***** Exercise material
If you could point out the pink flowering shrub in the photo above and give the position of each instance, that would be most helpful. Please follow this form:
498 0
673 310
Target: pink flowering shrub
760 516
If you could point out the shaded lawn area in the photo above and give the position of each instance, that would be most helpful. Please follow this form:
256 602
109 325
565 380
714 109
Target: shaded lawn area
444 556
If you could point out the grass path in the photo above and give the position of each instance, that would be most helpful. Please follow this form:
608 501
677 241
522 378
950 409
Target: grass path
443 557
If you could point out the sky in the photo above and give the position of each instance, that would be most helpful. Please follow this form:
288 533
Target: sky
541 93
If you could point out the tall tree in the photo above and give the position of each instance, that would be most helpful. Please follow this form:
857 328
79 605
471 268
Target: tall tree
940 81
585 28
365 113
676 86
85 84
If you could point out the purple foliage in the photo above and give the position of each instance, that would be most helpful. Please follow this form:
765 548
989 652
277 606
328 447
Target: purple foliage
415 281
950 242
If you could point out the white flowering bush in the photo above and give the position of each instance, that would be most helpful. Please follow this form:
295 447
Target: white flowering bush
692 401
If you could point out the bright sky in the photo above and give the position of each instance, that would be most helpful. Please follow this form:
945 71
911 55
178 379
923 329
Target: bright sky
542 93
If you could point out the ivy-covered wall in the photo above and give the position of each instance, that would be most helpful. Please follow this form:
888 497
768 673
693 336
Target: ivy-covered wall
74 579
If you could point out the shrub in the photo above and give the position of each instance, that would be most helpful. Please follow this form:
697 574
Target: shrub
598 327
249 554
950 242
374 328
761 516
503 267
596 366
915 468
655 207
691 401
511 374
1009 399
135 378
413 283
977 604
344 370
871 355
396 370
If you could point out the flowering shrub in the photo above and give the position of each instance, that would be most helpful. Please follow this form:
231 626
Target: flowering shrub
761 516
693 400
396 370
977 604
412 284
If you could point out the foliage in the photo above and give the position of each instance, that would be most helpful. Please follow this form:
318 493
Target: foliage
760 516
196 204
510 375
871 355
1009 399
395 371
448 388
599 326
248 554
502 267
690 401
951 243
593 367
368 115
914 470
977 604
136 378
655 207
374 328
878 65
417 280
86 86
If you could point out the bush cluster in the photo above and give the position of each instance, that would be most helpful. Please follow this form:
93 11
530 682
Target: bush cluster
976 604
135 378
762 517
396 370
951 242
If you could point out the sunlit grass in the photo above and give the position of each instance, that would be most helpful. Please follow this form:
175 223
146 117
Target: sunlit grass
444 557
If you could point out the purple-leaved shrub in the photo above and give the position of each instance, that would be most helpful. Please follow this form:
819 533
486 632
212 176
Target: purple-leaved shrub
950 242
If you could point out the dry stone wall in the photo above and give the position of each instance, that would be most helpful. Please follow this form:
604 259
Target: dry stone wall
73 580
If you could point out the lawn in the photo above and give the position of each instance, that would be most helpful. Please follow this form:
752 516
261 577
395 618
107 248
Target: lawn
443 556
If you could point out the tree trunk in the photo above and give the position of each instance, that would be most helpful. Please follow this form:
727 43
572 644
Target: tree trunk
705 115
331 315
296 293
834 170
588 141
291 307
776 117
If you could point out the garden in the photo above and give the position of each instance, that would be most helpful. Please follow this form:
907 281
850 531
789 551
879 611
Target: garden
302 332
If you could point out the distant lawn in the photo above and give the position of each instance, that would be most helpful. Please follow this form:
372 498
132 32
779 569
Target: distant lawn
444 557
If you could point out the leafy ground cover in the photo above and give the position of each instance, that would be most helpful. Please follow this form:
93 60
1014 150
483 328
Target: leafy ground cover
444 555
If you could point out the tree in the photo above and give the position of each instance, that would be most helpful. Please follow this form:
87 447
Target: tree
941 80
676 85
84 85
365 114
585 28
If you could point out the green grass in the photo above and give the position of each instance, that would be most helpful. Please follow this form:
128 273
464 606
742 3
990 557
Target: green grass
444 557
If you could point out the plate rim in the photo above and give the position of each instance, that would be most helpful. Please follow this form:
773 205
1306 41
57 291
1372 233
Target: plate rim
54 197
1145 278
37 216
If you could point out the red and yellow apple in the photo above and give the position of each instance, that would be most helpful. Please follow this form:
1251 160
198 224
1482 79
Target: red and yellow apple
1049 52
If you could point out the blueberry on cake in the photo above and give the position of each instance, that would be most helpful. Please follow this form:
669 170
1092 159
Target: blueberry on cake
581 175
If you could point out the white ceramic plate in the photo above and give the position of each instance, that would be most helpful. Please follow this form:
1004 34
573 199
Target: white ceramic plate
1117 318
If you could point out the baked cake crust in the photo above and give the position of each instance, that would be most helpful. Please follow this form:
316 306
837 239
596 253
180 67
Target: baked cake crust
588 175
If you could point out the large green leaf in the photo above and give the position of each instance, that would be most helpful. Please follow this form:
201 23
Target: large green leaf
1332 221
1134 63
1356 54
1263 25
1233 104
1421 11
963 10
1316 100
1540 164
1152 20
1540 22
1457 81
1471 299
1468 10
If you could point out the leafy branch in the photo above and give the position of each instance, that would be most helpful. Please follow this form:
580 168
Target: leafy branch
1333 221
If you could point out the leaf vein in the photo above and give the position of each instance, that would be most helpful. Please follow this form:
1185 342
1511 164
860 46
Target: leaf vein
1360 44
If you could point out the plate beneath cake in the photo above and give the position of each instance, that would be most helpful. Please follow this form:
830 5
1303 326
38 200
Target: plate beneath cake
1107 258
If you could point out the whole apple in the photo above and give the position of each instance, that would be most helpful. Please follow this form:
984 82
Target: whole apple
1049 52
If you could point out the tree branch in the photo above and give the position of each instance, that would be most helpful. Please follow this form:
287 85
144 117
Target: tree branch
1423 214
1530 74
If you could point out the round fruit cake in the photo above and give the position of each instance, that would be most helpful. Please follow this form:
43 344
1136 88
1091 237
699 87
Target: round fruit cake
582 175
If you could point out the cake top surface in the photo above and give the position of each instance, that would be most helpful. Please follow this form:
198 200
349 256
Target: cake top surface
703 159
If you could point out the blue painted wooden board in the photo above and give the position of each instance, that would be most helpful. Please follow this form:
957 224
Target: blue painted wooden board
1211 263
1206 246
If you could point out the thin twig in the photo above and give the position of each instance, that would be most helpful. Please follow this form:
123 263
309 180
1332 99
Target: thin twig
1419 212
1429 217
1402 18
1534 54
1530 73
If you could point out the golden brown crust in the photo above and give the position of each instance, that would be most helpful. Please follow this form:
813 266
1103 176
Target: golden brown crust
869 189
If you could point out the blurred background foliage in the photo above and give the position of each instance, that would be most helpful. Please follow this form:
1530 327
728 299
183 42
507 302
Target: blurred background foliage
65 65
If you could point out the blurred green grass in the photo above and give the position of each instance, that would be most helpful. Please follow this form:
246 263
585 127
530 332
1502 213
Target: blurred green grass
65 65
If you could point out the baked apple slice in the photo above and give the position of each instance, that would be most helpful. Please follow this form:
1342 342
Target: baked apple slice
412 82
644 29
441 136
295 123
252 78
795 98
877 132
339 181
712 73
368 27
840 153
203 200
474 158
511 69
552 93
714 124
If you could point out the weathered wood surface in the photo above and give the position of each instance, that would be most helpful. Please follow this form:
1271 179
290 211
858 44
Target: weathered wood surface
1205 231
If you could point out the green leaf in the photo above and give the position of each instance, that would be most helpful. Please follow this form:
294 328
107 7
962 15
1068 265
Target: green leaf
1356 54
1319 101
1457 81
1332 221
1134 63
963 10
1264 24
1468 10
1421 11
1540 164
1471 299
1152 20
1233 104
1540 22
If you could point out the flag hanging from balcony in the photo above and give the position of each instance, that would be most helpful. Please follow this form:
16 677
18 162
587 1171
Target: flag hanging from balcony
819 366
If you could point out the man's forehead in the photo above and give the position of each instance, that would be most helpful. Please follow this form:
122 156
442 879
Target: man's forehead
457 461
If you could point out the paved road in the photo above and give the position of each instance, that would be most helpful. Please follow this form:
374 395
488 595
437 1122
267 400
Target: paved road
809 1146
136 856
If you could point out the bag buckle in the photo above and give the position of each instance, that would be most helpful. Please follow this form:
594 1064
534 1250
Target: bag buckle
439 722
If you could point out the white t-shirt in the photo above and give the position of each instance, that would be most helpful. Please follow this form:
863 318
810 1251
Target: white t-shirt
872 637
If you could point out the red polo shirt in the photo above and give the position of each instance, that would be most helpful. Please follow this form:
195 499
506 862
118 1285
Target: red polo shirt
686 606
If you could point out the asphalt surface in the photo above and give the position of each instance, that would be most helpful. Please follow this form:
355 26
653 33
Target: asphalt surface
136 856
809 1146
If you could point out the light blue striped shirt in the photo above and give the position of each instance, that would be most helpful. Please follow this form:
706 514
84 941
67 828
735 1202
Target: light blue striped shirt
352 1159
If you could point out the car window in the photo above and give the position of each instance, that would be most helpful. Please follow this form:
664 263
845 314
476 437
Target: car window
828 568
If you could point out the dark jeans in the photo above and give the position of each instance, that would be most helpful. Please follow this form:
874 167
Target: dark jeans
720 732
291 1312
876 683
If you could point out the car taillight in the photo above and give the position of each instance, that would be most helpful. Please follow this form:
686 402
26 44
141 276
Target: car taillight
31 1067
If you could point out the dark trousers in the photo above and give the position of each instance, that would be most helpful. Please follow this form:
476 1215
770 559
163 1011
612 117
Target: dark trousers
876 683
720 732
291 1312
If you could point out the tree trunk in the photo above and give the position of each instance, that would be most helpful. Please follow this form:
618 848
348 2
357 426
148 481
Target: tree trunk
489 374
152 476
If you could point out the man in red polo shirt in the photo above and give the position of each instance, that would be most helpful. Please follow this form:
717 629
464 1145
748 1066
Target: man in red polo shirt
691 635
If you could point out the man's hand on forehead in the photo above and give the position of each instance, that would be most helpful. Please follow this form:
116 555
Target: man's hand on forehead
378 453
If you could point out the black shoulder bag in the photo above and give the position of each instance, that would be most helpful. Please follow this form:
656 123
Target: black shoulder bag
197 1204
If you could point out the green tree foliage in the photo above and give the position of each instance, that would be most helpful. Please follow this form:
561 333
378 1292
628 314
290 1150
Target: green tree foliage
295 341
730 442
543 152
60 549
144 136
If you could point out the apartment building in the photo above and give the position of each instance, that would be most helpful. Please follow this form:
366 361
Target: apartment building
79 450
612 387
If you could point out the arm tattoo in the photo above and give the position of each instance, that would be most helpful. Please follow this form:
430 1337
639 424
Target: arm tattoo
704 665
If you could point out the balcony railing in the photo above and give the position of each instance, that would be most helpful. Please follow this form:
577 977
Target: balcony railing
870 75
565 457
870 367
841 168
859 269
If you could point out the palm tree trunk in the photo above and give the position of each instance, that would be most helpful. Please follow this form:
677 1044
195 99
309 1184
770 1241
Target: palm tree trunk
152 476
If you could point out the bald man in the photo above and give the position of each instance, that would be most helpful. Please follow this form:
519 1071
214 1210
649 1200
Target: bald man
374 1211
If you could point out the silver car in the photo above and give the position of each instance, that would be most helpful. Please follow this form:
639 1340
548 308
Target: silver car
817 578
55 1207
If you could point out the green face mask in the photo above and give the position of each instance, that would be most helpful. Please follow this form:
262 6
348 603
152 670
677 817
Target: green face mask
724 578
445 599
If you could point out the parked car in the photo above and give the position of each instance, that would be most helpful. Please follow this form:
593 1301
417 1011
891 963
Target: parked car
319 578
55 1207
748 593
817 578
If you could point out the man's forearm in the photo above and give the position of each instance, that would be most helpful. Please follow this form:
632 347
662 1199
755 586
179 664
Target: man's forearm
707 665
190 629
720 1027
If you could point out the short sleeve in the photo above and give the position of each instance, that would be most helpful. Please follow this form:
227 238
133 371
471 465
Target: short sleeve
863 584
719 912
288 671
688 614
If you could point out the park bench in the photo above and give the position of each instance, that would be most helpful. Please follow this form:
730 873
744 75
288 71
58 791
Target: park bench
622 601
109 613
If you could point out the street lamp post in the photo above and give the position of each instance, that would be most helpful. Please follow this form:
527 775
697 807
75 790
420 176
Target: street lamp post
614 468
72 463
**********
Your instructions: Copy, exactly as written, the lines above, beginning with the one that contains "If you could point out the man's forearm" and ending with the last.

Your solution:
If you could point out the man's forearm in the photo above and give the position of each instance, that would be most helpful. Please follow this form:
632 347
662 1199
755 586
179 664
Target: man's forearm
707 665
190 629
720 1027
If you could point out the short sleeve in the photo above and give the position of each instance, that would be most helpful. Please follow this form:
227 238
133 371
471 465
Target: short sleeve
863 584
719 912
288 671
688 614
If you could point out the park bench in the photo above and give the position of each instance, that would be most helpful. Please follow this form:
730 873
744 75
288 71
58 791
Target: park bench
622 601
109 613
If you could point out the street lamp post in the photo above and give the position of each instance, that would be most helpful. Please follow this form:
527 775
697 807
75 790
420 176
Target: street lamp post
614 468
72 463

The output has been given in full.